* WHAT IS BEING ASKED
Beginning at the first of the items and continuing through the line containing "xmin=285 ymin=96 xmax=309 ymax=173", change "cypress tree" to "pine tree". Reproduce only those lines, with everything else left as it is.

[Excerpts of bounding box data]
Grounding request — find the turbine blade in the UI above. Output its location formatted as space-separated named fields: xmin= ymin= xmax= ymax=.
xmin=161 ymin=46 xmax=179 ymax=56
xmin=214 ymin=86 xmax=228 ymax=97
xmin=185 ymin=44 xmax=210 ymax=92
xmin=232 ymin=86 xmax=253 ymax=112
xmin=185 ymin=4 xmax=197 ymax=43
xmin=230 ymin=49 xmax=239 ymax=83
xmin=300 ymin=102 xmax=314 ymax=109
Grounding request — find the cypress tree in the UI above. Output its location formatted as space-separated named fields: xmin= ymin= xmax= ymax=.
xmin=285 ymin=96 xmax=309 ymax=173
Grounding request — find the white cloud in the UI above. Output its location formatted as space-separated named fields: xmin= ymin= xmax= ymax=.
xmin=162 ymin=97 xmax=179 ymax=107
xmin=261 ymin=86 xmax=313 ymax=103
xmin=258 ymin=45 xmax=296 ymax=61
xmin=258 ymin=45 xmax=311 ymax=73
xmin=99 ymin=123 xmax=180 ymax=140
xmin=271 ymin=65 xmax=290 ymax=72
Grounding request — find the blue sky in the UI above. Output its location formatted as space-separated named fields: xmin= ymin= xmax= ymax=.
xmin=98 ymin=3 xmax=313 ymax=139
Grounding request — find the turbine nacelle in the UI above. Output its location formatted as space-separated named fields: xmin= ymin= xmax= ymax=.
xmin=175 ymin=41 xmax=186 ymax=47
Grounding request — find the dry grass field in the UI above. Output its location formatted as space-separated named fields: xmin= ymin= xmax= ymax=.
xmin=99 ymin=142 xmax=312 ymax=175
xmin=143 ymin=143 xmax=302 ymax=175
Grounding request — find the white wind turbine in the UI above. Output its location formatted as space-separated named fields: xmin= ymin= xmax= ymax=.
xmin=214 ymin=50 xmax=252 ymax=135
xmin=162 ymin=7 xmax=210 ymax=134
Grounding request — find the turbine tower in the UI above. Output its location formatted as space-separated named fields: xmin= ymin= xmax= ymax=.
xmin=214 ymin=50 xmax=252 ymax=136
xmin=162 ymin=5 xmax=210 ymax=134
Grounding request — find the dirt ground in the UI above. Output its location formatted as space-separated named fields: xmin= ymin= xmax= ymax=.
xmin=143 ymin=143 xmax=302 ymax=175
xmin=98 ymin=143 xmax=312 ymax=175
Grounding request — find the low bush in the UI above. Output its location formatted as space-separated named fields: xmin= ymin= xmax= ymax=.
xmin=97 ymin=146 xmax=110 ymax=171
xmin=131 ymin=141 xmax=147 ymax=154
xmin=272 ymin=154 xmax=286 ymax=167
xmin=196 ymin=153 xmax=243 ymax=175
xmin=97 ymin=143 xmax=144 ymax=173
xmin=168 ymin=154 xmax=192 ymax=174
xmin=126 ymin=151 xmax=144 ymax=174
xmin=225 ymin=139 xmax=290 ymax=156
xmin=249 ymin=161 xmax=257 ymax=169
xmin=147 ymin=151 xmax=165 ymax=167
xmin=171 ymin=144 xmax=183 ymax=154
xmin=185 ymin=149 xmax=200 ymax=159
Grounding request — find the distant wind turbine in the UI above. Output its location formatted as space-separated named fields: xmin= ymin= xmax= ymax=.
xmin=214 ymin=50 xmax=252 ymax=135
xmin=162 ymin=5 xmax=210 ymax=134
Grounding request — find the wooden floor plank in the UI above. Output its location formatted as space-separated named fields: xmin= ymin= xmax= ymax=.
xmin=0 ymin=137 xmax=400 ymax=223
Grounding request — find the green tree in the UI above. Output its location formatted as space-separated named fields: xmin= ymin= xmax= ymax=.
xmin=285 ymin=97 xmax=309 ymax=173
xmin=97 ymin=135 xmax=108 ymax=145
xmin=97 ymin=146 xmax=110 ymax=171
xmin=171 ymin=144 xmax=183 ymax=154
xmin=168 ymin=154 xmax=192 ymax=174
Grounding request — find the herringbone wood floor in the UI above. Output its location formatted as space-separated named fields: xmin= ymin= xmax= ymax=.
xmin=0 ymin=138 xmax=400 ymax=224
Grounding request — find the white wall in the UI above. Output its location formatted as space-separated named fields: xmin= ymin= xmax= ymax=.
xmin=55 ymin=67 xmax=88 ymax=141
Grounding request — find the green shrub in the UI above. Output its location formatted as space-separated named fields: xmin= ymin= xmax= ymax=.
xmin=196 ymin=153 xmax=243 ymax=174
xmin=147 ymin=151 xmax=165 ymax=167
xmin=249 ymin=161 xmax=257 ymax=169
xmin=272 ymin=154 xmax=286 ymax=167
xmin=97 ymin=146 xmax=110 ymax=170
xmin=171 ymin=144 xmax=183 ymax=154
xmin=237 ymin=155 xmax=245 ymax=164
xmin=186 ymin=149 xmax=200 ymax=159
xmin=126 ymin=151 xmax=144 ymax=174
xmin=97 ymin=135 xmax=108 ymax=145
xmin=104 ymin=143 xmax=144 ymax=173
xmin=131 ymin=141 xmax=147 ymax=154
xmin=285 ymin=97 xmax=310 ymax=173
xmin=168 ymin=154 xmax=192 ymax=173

* SOLUTION TO THE EXERCISE
Grounding request — find the turbine blade in the UI above. Output its location formatted as space-separated named fields: xmin= ymin= xmax= ymax=.
xmin=161 ymin=46 xmax=179 ymax=56
xmin=214 ymin=86 xmax=228 ymax=97
xmin=185 ymin=44 xmax=210 ymax=92
xmin=232 ymin=86 xmax=253 ymax=112
xmin=185 ymin=4 xmax=197 ymax=43
xmin=230 ymin=49 xmax=239 ymax=83
xmin=300 ymin=102 xmax=314 ymax=109
Grounding request — find the pine tree in the UI above. Output its location formatted as space-separated named fields: xmin= ymin= xmax= ymax=.
xmin=285 ymin=96 xmax=309 ymax=173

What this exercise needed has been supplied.